- _GIVEN INSTRUCTION_: Retype the records below word for word, from the first line to the last, leaving out the pictures.

- _EXTRACTED INFORMATION_:
..............................

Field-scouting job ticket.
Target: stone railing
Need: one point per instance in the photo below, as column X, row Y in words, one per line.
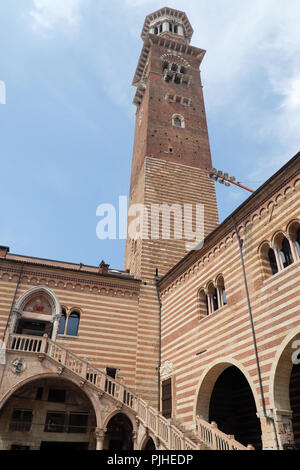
column 171, row 437
column 216, row 439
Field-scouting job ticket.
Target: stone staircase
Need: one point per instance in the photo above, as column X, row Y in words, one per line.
column 171, row 433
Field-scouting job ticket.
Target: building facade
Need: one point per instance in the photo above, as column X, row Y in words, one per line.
column 185, row 348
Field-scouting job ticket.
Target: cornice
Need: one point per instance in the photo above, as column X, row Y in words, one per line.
column 243, row 216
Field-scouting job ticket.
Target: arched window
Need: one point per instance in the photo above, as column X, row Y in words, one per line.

..............................

- _RESPONSE TO THIS EXERCISE_:
Field-scouting job ticket.
Target: stone railing
Need: one point per instance in the photo below, as column X, row Y in words, one per line.
column 171, row 437
column 216, row 439
Field-scouting job ticket.
Target: stone staircase
Need: one point per instance in the photo above, as column X, row Y in words, one per line.
column 171, row 433
Field-scouting job ticket.
Target: building facade
Need: one point per instance in the photo above, as column X, row Y in words, one per line.
column 185, row 348
Field-scouting job ticket.
Target: cornice
Need: one point per instance in the photo above, as column X, row Y in words, one per line.
column 243, row 216
Field-scouting job ticket.
Target: arched window
Need: one point per instance in the photo above, as column X, row Y in words, one per line.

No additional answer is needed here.